**Consigne écrite**
Selon le texte retenu sur la fraude, quelle proportion des répondants au sondage de 2024 situait le risque de fraude financière entre très faible et modéré ?

::: Texte retenu :::

La fraude : un risque sous-estimé

Résumé
10 minutes de lecture

MNP a sondé 256 propriétaires et hauts dirigeants d’entreprise au Québec pour mieux comprendre comment ils perçoivent les risques de fraude et l’évolution de ces perceptions depuis 2021, et a obtenu des résultats surprenants.

Associée et chef d’équipe pour la région de l’Est du Canada, Service d’enquêtes et de juricomptabilité
Directeur principal, Juricomptabilité

Les résultats du sondage de 2024 révèlent un important décalage entre le risque auquel les propriétaires et les hauts dirigeants au Québec pensent être confrontés et celui qui les guette en réalité selon les conseillers de l’équipe Juricomptabilité de MNP.

Un risque mal compris

Le sondage montre que la fraude financière et la fraude en milieu de travail inquiètent peu les dirigeants québécois. En 2024, elles occupaient l’avant-dernier rang de leurs préoccupations.

Ces derniers se souciaient plutôt de la gestion des effectifs (recrutement, pénurie de main-d’œuvre, formation, etc.) et de la conjoncture économique, qui sont des questions interreliées ayant une incidence directe et palpable sur les opérations et la croissance d’une entreprise. La fraude est, quant à elle, un danger latent, c’est-à-dire qu’elle ne se manifeste pas dans les activités quotidiennes d’une entreprise.

La perception du risque de fraude influence directement l’attention que l’on porte à la fraude financière. Par exemple, ceux qui estiment que les actes frauduleux sont un risque majeur vont généralement s’en préoccuper davantage. Une proportion de 78 % des répondants au sondage de 2024 était d’avis que le risque de fraude financière se situait dans une fourchette allant de très faible à modéré. Ce résultat est comparable à celui du sondage de 2021, où 80 % des répondants étaient de cette opinion. Sans surprise, les entreprises qui ont été la cible d’une fraude financière étaient davantage préoccupées par cette question.

::: Extrait de données :::

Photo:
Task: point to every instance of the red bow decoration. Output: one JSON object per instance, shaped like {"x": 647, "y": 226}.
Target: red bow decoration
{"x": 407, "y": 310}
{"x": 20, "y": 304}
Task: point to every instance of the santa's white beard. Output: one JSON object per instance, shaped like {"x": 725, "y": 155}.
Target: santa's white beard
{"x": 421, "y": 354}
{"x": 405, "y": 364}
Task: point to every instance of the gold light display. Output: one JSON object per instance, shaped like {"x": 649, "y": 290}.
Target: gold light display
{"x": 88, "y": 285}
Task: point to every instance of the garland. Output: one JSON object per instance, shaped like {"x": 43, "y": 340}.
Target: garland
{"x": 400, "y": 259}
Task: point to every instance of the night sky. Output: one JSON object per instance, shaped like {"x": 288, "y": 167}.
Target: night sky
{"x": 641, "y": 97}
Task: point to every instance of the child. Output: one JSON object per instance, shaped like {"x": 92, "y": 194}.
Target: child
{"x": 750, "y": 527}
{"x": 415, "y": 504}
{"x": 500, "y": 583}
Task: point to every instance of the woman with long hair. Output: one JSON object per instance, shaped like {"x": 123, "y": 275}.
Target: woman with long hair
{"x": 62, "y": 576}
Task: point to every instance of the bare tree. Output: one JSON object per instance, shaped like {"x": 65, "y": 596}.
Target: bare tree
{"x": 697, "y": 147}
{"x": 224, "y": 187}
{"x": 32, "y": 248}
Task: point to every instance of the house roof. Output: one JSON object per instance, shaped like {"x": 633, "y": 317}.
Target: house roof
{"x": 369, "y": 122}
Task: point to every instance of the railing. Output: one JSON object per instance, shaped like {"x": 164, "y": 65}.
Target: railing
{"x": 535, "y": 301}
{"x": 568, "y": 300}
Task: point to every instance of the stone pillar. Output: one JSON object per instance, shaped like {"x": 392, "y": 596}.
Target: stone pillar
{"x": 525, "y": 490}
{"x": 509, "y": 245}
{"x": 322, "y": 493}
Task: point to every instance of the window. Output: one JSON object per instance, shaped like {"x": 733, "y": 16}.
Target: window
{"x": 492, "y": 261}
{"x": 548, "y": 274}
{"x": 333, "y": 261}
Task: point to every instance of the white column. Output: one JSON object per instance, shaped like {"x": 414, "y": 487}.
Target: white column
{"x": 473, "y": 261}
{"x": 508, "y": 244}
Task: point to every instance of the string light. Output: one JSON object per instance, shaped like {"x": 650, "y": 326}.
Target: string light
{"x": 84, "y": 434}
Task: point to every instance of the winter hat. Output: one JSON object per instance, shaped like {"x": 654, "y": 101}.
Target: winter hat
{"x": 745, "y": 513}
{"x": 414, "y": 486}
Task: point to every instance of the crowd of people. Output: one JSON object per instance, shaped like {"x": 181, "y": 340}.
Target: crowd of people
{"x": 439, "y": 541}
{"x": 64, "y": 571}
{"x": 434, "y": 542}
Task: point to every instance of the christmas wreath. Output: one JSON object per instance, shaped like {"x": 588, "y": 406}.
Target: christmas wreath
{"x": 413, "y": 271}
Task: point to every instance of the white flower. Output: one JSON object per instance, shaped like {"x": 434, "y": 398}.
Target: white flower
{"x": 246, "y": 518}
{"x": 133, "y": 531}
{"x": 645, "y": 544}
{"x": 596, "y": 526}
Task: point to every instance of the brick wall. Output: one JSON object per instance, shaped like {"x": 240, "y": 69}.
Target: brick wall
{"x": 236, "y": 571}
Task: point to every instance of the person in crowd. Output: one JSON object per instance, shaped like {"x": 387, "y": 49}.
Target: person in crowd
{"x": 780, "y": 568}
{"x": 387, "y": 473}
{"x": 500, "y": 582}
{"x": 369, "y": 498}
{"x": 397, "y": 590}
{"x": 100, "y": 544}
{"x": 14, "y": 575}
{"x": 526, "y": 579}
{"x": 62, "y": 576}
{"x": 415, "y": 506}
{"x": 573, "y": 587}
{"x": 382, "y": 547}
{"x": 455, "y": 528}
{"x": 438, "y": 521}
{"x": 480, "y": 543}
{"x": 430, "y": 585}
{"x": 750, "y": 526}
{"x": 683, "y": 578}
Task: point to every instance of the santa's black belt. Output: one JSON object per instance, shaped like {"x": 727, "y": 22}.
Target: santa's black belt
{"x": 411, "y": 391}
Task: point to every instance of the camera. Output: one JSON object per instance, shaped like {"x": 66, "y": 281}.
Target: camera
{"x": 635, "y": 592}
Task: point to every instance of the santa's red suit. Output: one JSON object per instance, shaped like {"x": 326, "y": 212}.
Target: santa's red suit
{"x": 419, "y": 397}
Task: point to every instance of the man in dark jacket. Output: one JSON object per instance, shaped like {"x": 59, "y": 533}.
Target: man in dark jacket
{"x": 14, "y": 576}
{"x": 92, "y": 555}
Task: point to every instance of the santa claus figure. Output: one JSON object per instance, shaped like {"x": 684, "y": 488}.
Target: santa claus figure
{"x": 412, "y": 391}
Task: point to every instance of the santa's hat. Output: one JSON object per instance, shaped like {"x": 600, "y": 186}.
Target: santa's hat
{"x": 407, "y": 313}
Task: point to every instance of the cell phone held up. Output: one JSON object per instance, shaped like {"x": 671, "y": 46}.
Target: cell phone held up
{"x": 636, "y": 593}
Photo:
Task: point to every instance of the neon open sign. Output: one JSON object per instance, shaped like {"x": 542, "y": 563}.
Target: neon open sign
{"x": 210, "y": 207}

:::

**Réponse complète**
78 % des répondants.